» **Directive**:
Reproduce the stretch from the line containing "Where can you see the antenna" through the end of the material, with "antenna" replaced by "mast" and everything else left unchanged.

========

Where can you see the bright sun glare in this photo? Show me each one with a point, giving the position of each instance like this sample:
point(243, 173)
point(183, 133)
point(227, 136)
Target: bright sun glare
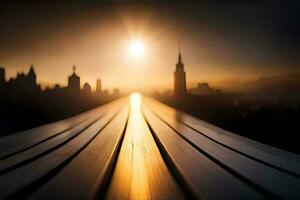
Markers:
point(136, 49)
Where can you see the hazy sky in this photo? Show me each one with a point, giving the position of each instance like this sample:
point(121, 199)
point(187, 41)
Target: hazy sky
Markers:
point(219, 40)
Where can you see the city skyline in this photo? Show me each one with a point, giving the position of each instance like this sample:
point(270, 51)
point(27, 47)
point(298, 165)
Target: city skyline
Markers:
point(217, 46)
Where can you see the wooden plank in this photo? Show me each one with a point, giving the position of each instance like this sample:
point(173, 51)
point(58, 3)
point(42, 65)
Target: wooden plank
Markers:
point(286, 161)
point(140, 171)
point(88, 172)
point(17, 142)
point(30, 154)
point(207, 179)
point(273, 181)
point(25, 178)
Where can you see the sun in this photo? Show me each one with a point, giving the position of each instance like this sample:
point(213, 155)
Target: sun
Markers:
point(137, 49)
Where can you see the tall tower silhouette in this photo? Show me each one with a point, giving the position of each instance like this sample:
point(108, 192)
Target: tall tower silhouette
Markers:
point(31, 76)
point(98, 86)
point(179, 78)
point(2, 75)
point(74, 81)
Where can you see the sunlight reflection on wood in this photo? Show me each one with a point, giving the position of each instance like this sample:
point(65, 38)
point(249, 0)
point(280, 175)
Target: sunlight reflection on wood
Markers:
point(140, 171)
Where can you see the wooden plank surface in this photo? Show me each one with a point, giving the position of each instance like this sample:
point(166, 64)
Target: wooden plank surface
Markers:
point(118, 151)
point(203, 175)
point(278, 158)
point(11, 144)
point(94, 162)
point(140, 171)
point(284, 185)
point(34, 171)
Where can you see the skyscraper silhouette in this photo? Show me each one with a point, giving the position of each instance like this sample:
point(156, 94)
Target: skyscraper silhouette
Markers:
point(2, 75)
point(31, 76)
point(74, 82)
point(179, 79)
point(87, 88)
point(98, 86)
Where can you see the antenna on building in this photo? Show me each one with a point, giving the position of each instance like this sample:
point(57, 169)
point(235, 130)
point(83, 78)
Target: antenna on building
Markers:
point(179, 51)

========

» **The output**:
Where can you see the mast on building in this photo? Show me each one with a point, giving the position of each instance like this sample:
point(57, 169)
point(235, 130)
point(83, 78)
Target: mast on building
Markers:
point(179, 51)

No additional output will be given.